(PASSAGE GIVEN):
======

Too many teams waste time on full conversations with bad-fit partners. These five things tell me in 30 minutes whether it’s worth investing further.
From the data side, here’s what I check:
Portfolio audit: I ask for 3-5 recent campaigns and I actually analyze them. Not their story about them—the work itself. I look for:
- Campaign consistency (are they doing the same thing for everyone, or adapting per client?)
- ROI transparency (can they show you the actual numbers, not just success stories?)
- Timeline/delivery accuracy (did campaigns launch on time? Did they deliver what they promised?)
Responsiveness metrics: I send them three questions that are slightly complicated. How long until they respond? Do they answer all three, or just the easy one? Do they ask for clarity or just assume? This is predictive of how they’ll be to work with for six months.
Market knowledge: I ask them: “What’s different about influencer ROI in the Russian market vs. the US market?” If they say “not much” or give a generic answer, I move on. If they give you specific insights (audience composition differences, pricing dynamics, platform preferences), you know they’ve actually done work there.
I’ve learned: agencies that can’t articulate the problem their clients face usually can’t solve it either. Listen for that in their answers.
I’ve been on both sides of this—hiring partners and being the partner that people evaluate. Here’s my cut:
Before reaching out, get a warm intro if possible. Cold outreach gets low-intent responses. A referral from someone they respect (even loosely) changes the whole dynamic. People take it seriously.
In the first conversation, have a very specific scope. Don’t say “we’re entering the US market.” Say “we want to do three co-branded campaigns with micro-influencers in fashion, Q3, $50k budget per month, targeting women 18-35 who follow sustainability content.” Vague briefs attract people who are okay with anything. Specific briefs attract specialists who say yes or no quickly.
Ask about their failure cases. Not failures—failure cases. Partnerships that didn’t work. Why. What they’d do differently. Anyone who’s honest about this is someone I want to work with. Anyone who spins it is probably going to spin you too.
Small commitment first. I rarely go big first. Often I say, “Can you run one campaign with us first?” If they can’t commit to learning my business at a small scale, they won’t do it at a big scale either.
Strategic angle on this: your “tire-kicker” problem is usually a communication problem.
You’re probably describing your need too vaguely upfront. Agencies get flooded with vague inquiries. They respond politely to everyone, which is why you’re getting slow replies and low commitment. You’re not standing out.
Here’s what makes you stand out:
- Specific outcome: “I need to onboard 5 influencers and run 2 campaigns by [date]” beats “I’m looking for influencer partners”
- Clear decision criteria: “If you can do X, Y, Z, we’re probably a fit. If not, we should know that quickly.”
- Fast feedback loop: “I’m evaluating 3 potential partners this month. Can you move at that pace?”

======

Dataset rows on where objects appear
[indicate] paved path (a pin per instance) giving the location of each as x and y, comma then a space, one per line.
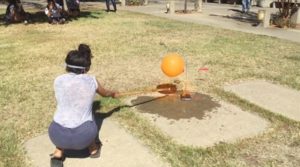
223, 16
119, 149
276, 98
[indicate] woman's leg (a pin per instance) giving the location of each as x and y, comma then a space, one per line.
58, 153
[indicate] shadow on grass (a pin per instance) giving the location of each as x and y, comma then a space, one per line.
238, 15
39, 17
99, 118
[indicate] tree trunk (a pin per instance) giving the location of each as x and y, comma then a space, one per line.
198, 5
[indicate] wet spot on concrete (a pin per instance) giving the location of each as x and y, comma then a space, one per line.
172, 107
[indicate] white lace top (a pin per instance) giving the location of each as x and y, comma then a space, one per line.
74, 95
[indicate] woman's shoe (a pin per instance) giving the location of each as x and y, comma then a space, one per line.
56, 161
97, 153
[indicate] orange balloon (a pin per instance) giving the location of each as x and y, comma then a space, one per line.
172, 64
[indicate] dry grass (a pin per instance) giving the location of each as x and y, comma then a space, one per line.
127, 49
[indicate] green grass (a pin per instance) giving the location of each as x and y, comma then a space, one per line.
127, 49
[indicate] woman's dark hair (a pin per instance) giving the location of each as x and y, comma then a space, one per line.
86, 50
79, 59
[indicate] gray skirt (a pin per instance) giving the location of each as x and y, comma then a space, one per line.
73, 138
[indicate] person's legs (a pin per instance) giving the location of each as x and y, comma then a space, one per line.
244, 5
107, 5
248, 5
114, 5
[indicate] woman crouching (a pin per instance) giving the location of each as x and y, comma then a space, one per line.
74, 127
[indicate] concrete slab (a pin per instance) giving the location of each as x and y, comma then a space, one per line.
225, 123
119, 149
276, 98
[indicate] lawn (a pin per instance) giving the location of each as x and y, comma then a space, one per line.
127, 49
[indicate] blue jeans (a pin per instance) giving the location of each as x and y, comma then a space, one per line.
246, 5
113, 3
73, 138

======

(SET TASK A): List the three things named in the advice on vetting agency partners as making you stand out.
(SET TASK B): From the advice on vetting agency partners, extract the text between "I’ve learned: agencies" and "take it seriously.", inclusive.

(EXERCISE SOLUTION A):
Specific outcome
Clear decision criteria
Fast feedback loop

(EXERCISE SOLUTION B):
I’ve learned: agencies that can’t articulate the problem their clients face usually can’t solve it either. Listen for that in their answers.
I’ve been on both sides of this—hiring partners and being the partner that people evaluate. Here’s my cut:
Before reaching out, get a warm intro if possible. Cold outreach gets low-intent responses. A referral from someone they respect (even loosely) changes the whole dynamic. People take it seriously.